┌──
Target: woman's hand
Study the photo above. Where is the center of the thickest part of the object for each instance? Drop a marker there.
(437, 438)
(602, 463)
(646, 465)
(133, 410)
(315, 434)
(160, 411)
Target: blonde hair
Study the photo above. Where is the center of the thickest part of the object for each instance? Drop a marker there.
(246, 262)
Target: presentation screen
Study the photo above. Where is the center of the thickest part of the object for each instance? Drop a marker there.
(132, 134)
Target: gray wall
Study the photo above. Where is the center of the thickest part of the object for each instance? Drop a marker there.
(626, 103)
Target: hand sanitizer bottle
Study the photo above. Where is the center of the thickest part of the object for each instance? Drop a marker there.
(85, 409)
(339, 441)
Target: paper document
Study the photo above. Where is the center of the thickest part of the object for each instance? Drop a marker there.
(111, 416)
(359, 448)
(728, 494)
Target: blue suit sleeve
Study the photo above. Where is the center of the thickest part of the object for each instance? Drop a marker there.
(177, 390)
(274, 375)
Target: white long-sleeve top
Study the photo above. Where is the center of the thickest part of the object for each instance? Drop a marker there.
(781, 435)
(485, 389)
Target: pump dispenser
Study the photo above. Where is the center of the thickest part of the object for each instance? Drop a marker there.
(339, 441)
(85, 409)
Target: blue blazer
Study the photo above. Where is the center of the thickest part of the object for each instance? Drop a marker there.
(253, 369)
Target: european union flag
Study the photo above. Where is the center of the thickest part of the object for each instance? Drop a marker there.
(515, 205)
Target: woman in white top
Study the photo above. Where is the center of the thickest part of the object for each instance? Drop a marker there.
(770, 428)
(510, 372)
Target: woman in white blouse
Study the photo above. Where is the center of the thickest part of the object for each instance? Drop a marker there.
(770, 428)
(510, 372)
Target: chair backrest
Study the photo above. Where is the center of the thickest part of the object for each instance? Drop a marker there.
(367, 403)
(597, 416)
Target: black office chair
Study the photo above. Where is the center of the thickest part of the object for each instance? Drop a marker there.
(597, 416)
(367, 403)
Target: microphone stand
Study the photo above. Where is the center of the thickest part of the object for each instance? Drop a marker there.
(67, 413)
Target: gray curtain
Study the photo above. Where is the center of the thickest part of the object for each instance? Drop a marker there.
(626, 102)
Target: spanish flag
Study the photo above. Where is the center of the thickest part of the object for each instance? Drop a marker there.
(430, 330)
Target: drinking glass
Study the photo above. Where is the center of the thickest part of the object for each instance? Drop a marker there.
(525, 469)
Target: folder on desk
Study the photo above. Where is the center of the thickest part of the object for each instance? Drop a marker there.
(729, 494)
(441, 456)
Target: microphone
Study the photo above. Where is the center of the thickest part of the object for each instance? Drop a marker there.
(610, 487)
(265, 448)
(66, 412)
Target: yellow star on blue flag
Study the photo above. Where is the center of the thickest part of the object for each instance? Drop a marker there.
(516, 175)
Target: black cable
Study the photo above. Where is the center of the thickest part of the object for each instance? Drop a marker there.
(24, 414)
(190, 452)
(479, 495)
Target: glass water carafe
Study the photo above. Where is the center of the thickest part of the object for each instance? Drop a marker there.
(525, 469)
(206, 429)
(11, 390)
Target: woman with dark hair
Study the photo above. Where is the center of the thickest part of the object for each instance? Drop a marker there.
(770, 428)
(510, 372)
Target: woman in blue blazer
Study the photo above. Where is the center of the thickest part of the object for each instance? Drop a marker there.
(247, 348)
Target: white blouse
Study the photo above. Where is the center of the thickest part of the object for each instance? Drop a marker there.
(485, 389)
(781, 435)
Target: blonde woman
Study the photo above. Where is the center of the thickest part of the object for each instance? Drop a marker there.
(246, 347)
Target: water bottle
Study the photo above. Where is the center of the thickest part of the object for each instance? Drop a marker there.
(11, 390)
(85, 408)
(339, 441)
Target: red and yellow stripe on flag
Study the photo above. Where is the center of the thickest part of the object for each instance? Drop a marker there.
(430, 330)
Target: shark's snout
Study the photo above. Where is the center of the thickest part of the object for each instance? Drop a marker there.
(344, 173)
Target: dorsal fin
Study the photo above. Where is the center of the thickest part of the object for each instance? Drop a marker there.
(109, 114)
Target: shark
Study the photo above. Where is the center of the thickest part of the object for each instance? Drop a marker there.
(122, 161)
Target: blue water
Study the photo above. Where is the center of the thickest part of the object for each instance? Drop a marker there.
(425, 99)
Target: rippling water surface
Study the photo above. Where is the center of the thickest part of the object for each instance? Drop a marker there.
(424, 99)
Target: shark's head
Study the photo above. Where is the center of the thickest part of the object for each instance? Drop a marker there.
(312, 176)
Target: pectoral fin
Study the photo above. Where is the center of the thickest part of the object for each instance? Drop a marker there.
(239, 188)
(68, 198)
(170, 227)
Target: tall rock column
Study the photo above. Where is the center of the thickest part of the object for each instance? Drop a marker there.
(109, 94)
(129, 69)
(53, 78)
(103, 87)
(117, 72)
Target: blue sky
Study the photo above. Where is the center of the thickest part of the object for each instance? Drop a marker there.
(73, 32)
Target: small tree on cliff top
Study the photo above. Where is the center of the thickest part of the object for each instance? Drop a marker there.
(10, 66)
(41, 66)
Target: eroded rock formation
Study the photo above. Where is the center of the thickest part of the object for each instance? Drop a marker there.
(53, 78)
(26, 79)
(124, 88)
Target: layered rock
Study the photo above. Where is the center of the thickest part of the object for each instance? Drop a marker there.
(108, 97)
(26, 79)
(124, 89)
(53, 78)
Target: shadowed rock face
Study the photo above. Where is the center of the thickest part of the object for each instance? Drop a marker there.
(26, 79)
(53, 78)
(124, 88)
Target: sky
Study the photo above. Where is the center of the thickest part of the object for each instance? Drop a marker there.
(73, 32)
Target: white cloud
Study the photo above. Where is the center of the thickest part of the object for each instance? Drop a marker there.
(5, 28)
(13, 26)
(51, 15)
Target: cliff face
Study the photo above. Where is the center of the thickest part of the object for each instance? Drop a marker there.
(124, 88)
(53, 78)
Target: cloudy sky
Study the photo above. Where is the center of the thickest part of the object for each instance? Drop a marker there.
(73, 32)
└──
REQUEST: Copy out only the stretch of lines from the one containing "Target: sky" through the final line, both ends included, requests and all, and shift every coordinate in the answers by -139.

EXPECTED ANSWER:
Target: sky
Study the photo above. Where is the center of the thickest part of the object for each instance? Drop a marker there.
(-66, -107)
Target: white cloud
Study the photo above. Where is the center of the thickest part of the object for each instance? Drop a marker there.
(-134, -111)
(-126, -113)
(-88, -124)
Target: cliff face
Study the photo above. Where is the center of the thickest part of the object for each instance? Drop a marker there.
(-15, -51)
(-86, -61)
Target: cloudy sky
Study the photo above. Where is the center of the thickest part of the object for each instance? Drop a marker there.
(-66, -107)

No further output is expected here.